» The task
Write the records out once more, so that nothing differs from the original.

» Given entries
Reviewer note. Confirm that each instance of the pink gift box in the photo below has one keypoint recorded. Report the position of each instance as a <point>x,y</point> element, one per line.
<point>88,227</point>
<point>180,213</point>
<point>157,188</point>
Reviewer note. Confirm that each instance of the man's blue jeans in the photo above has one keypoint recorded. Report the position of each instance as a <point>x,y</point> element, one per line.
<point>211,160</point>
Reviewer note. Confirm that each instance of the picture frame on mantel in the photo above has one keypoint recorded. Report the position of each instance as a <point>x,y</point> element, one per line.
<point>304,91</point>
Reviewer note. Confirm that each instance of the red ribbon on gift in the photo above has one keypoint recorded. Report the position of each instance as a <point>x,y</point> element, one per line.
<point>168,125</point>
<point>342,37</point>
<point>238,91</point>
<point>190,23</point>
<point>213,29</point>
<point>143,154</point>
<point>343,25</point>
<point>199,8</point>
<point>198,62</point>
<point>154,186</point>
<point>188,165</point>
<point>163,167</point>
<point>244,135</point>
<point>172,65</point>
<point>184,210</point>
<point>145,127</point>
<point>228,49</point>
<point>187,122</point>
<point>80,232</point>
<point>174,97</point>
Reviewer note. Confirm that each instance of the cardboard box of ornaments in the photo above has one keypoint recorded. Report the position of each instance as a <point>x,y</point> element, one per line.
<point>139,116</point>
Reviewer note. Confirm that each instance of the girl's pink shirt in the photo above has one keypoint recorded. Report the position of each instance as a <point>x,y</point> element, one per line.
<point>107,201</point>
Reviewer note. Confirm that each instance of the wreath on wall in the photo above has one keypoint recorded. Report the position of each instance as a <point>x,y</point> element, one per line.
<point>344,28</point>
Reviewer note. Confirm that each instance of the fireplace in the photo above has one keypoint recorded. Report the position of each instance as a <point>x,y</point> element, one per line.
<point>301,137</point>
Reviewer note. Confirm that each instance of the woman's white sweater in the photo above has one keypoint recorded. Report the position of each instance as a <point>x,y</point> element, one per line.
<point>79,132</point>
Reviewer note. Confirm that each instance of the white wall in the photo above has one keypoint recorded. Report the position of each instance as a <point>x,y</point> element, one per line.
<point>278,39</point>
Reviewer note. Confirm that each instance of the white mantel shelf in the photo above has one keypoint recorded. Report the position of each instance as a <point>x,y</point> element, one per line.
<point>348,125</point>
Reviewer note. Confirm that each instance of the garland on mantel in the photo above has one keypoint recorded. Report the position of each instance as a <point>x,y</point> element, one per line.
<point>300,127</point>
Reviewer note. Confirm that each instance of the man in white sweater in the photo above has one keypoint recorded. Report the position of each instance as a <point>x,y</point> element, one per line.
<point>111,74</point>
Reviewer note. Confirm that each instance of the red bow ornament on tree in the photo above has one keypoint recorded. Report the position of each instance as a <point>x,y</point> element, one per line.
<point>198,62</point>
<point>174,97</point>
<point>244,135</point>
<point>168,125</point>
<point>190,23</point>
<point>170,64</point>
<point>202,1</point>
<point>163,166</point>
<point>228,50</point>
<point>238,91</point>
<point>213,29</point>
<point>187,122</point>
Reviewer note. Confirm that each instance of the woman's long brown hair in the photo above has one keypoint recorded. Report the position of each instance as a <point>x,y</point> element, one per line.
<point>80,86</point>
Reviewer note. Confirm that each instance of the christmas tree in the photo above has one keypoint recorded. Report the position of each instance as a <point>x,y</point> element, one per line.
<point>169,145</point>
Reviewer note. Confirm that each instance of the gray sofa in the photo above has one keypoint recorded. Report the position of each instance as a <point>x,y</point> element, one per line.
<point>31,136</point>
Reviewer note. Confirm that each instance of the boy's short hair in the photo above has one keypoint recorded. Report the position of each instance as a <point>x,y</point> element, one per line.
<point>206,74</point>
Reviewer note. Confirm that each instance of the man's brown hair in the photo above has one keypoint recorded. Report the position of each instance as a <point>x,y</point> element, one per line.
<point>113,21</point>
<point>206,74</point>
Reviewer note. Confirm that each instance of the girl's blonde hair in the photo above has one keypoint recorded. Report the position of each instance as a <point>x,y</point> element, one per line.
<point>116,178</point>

» Result
Reviewer note. Confirm that each instance of the pink gift box in the photo below has one keypoint recorded. Report the position of each instance as a <point>x,y</point> element, one per line.
<point>88,227</point>
<point>180,213</point>
<point>157,188</point>
Reviewer note. Confirm that each instance of the man's blue jeans in the photo above has one keypoint recorded. Report the position of each instance as a <point>x,y</point> element, one per line.
<point>211,160</point>
Reviewer note. Confirm that each instance of the picture frame on mantel in the photo above has one keypoint recorded. Report the position of each instance as a <point>x,y</point> element, one per line.
<point>304,91</point>
Reviewer note. Confirm that each instance of the red ribbon on gift in the photo above has one keypoint recorded. Report the position of each instance as a <point>x,y</point> element, one per line.
<point>168,125</point>
<point>342,37</point>
<point>238,91</point>
<point>190,23</point>
<point>213,29</point>
<point>143,154</point>
<point>343,25</point>
<point>199,8</point>
<point>198,62</point>
<point>154,186</point>
<point>188,165</point>
<point>163,167</point>
<point>244,135</point>
<point>172,65</point>
<point>184,210</point>
<point>145,127</point>
<point>228,49</point>
<point>187,122</point>
<point>80,232</point>
<point>174,97</point>
Reviewer note. Confirm that each instance of the cardboard box of ornaments in the photo above has one keypoint recorded. Report the position of each instance as a <point>x,y</point> element, one per line.
<point>139,116</point>
Reviewer note. Confirm that each instance of the girl's pink shirt in the photo above has one keypoint recorded. Report the position of each instance as a <point>x,y</point> element, one per line.
<point>107,201</point>
Reviewer note. Confirm that each instance of the wreath on wall in the photo above has one keypoint recorded. Report the position of each instance as a <point>x,y</point> element, one per line.
<point>344,28</point>
Reviewer note. Confirm that each instance of the fireplace in the photo above has one keypoint recorded. Report the position of each instance as a <point>x,y</point> element, one per line.
<point>301,137</point>
Reviewer note. Confirm that each instance of the woman's white sweater in the photo above has one keypoint recorded. Report the position of each instance as a <point>x,y</point> element, one per line.
<point>79,132</point>
Reviewer note. Confirm that each instance of the white wall in the photo above has one keypoint recorded. Report the position of each instance as a <point>x,y</point> element, one per line.
<point>278,39</point>
Reviewer note. Confirm that each instance of the white mantel shelf in the photo above has one keypoint recorded. Report the position of each instance as a <point>x,y</point> element, one per line.
<point>348,125</point>
Reviewer note. Confirm that each instance of the garland on mantel in the photo above has one keypoint recorded. Report the position of each instance as a <point>x,y</point> element, one per line.
<point>300,127</point>
Reviewer note. Confirm that each instance of the man in white sweater in the photo above has one keypoint recorded. Report the position of each instance as a <point>x,y</point> element, one per line.
<point>111,74</point>
Reviewer note. Confirm that each instance of the red bow ornament on tree in the photo above has one keypoint recorded. Report the position of each instance as a <point>x,y</point> element, one per line.
<point>198,62</point>
<point>174,97</point>
<point>244,135</point>
<point>168,125</point>
<point>190,23</point>
<point>170,64</point>
<point>202,1</point>
<point>163,166</point>
<point>228,50</point>
<point>238,91</point>
<point>213,29</point>
<point>187,122</point>
Reviewer note. Confirm that each instance of the woman's long brown hair in the photo above has one keypoint recorded. Report the position of each instance as a <point>x,y</point> element, one per line.
<point>80,86</point>
Reviewer note. Confirm that each instance of the christmas tree in the photo above has one keypoint recorded. Report the position of each instance as a <point>x,y</point> element, one per line.
<point>169,145</point>
Reviewer note. Confirm that each instance of the gray sofa in the photo above has one keypoint recorded. Report the position of each instance as a <point>x,y</point> element, one per line.
<point>31,136</point>
Reviewer note. Confirm that each instance of the boy's short hair in the photo above has one keypoint recorded. Report the position of each instance as a <point>x,y</point> element, one per line.
<point>206,74</point>
Reviewer note. Confirm that each instance of the man's brown hair in the photo above has one keypoint recorded. Report the position of each instance as a <point>x,y</point> element, one per line.
<point>113,21</point>
<point>206,74</point>
Reviewer note. Confirm that each instance of the girl's blonde hair in the photo above has one keypoint recorded. Report the position of each instance as a <point>x,y</point> element, one per line.
<point>116,178</point>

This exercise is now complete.